- [Sunulan alıntı]
####
3 Mart 2017 Cuma

İdareci Bürokratlar Birliğinden “Dost Meclisi Toplantısı” - Milliyet




İdareci Bürokratlar Birliğinden “Dost Meclisi Toplantısı”

·                                01 Mart 2017 - 01:10
·                                 Milliyet.com.tr » 
·                                 Ankara Haberleri » 
·                                 Haber

·                                 http://www.milliyet.com.tr/idareci-burokratlar-birliginden-dost-ankara-yerelhaber-1873490/
·                                  
·                                

IHA
Gazeteci Yazar Necati Çavdar, "Darbeler huzuru, barışı, kardeşliği bozmuştur, insanlara ve insanlığa zarar vermiştir. Darbeler kardeşliğe her yönden zarar vermiştir. Darbeler savunulamaz, darbelerden herkes zarar görmüştür, özellikle de kadınlar zarar görmüştür" dedi.
İçişleri Bakanlığı Dernekler Dairesi Başkanlığınca desteklenen ve İdareci ve Bürokratlar Birliği Derneği tarafından yürütülen Kardeşlik Sınır Tanımaz Projesi kapsamında gerçekleştirilen Dost Meclisi toplantısı 28 Şubat Türküsü üzerine gerçekleştirildi. Gazeteci Yazar Necati Çavdar, toplantıya konuk olarak katıldı.
####
- [Sağlanan veriler]
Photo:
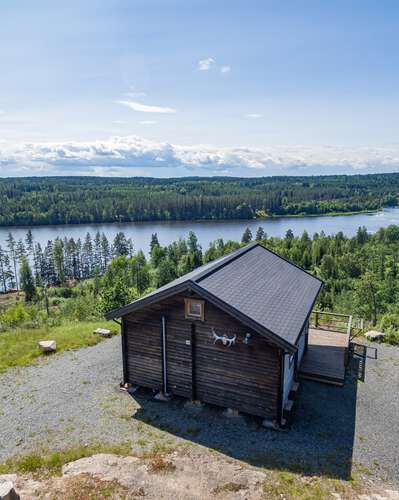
####
- [Verilen görev A]
Dost Meclisi haberindeki "Gazeteci Yazar Necati Çavdar, toplantıya konuk olarak katıldı." cümlesini İngilizceye çevir.
- [Verilen görev B]
Dost Meclisi haberinde "İçişleri Bakanlığı Dernekler" sözlerinden aşağıda "konuk olarak katıldı." sözlerine kadar olan bölümü, "konuk" yerine "davetli" koyarak düzenle.

- [Tam yanıt A]
Journalist and writer Necati Çavdar attended the meeting as a guest.

- [Tam yanıt B]
İçişleri Bakanlığı Dernekler Dairesi Başkanlığınca desteklenen ve İdareci ve Bürokratlar Birliği Derneği tarafından yürütülen Kardeşlik Sınır Tanımaz Projesi kapsamında gerçekleştirilen Dost Meclisi toplantısı 28 Şubat Türküsü üzerine gerçekleştirildi. Gazeteci Yazar Necati Çavdar, toplantıya davetli olarak katıldı.